| TEXTO FORNECIDO |
● ● ● ● ● ● ●

Para pessoas como o médico Leandro Boldrini, existem três tipos de julgamentos: o moral, o profissional e o legal em relação à morte do filho, o menino Bernardo, em 2014, no noroeste do Rio Grande do Sul.
No aspecto legal, já foram dois júris, porque a defesa se apegou a minúcias e conseguiu uma segunda sessão no tribunal. Tivemos, por duas vezes, que ouvir áudios, ver vídeos e acompanhar leituras de documentos que mostraram a ausência de sentimentos pelo filho e escancararam o quanto a criança, de 11 anos, foi ignorada e torturada mentalmente dentro de casa pela pessoa de quem ela mais esperava amor. Bernardo implorava atenção. A reação de Boldrini era de um gelo ártico surpreendente na relação entre pai e filho. O menino sofreu vilanias de todo tipo. Acabou morto pela madrasta, que não o aceitava e testemunhava o desdém do marido. Ao ignorar o menino, o pai deixou caminho livre para os abutres: a madrasta e uma ajudante. Escrever e pensar nas revelações do julgamento me faz franzir a testa.
Os pacientes de Leandro falavam muito bem dele. As coisas podem estar aparentemente separadas. Mas não. Boldrini se sentia uma espécie de Capitão América de Três Passos, cidade onde atuava. Sempre será lembrado como o pai do Bernardo, ou o pai do menino morto. Este é o julgamento que lhe gerou condenação moral para sempre.

● ● ● ● ● ● ●

| INFORMAÇÕES FORNECIDAS |

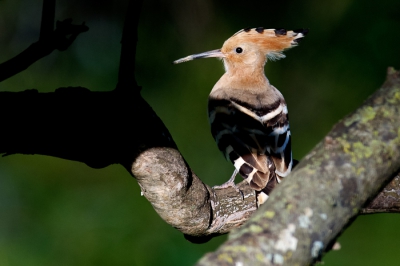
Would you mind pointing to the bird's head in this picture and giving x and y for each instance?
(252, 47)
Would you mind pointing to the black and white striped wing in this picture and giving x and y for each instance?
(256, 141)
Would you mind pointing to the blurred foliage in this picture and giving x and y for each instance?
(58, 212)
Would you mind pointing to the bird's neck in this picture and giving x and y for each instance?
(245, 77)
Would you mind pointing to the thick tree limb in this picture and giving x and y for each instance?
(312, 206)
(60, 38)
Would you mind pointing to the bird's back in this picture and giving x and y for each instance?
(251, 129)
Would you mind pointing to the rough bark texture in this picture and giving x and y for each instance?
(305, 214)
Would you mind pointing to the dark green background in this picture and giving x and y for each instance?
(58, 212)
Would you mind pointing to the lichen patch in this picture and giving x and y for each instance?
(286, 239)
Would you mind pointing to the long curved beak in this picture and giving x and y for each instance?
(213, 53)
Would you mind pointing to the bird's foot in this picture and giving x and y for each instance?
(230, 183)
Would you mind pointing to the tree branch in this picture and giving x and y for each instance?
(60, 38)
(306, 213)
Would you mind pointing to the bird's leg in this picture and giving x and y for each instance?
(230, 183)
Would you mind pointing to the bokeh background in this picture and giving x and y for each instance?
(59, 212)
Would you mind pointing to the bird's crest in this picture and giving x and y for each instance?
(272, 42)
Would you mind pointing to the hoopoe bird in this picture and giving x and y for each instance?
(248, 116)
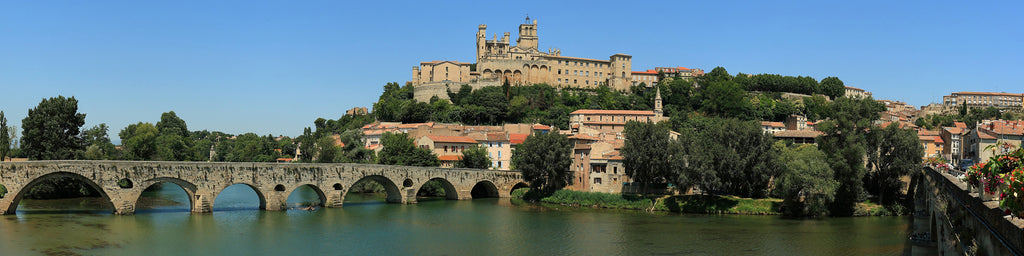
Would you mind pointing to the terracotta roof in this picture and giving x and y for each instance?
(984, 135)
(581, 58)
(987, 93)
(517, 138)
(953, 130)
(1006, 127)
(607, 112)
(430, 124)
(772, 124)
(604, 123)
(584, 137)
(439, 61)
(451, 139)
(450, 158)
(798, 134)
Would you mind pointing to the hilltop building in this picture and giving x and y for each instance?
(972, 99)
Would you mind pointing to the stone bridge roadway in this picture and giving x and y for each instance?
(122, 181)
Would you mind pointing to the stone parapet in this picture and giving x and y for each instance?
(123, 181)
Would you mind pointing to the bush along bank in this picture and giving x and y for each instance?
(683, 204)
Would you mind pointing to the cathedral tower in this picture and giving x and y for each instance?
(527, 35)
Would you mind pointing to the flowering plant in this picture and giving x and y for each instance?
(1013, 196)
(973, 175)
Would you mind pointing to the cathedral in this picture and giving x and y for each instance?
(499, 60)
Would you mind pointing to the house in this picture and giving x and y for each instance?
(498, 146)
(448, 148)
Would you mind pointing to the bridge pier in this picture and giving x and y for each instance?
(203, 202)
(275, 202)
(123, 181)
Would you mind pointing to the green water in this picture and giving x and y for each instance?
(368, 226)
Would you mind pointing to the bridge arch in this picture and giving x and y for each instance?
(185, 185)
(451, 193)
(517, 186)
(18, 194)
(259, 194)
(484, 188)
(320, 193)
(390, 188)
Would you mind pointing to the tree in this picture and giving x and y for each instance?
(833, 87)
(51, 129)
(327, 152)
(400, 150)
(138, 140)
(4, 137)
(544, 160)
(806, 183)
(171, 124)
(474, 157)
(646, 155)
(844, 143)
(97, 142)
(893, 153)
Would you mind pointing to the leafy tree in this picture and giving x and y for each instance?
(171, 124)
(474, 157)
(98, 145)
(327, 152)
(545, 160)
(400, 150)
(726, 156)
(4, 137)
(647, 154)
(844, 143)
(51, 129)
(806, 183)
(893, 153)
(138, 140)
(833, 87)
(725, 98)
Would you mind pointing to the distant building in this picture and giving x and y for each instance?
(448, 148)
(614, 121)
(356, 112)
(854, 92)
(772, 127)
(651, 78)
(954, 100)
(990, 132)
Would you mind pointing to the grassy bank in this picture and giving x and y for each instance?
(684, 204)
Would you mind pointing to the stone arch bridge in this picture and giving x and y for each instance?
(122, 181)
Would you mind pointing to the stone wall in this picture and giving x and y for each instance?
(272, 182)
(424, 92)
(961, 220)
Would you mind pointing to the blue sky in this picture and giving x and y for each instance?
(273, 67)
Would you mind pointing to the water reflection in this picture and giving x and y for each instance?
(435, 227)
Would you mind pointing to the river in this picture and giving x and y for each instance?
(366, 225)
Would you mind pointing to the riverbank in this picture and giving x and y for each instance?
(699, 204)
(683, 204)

● ● ● ● ● ● ●

| ENUNCIADO DA TAREFA |
Reproduza na íntegra o texto sobre os julgamentos de Leandro Boldrini, sem nenhuma alteração.

| RESPOSTA ESPERADA |
Para pessoas como o médico Leandro Boldrini, existem três tipos de julgamentos: o moral, o profissional e o legal em relação à morte do filho, o menino Bernardo, em 2014, no noroeste do Rio Grande do Sul.
No aspecto legal, já foram dois júris, porque a defesa se apegou a minúcias e conseguiu uma segunda sessão no tribunal. Tivemos, por duas vezes, que ouvir áudios, ver vídeos e acompanhar leituras de documentos que mostraram a ausência de sentimentos pelo filho e escancararam o quanto a criança, de 11 anos, foi ignorada e torturada mentalmente dentro de casa pela pessoa de quem ela mais esperava amor. Bernardo implorava atenção. A reação de Boldrini era de um gelo ártico surpreendente na relação entre pai e filho. O menino sofreu vilanias de todo tipo. Acabou morto pela madrasta, que não o aceitava e testemunhava o desdém do marido. Ao ignorar o menino, o pai deixou caminho livre para os abutres: a madrasta e uma ajudante. Escrever e pensar nas revelações do julgamento me faz franzir a testa.
Os pacientes de Leandro falavam muito bem dele. As coisas podem estar aparentemente separadas. Mas não. Boldrini se sentia uma espécie de Capitão América de Três Passos, cidade onde atuava. Sempre será lembrado como o pai do Bernardo, ou o pai do menino morto. Este é o julgamento que lhe gerou condenação moral para sempre.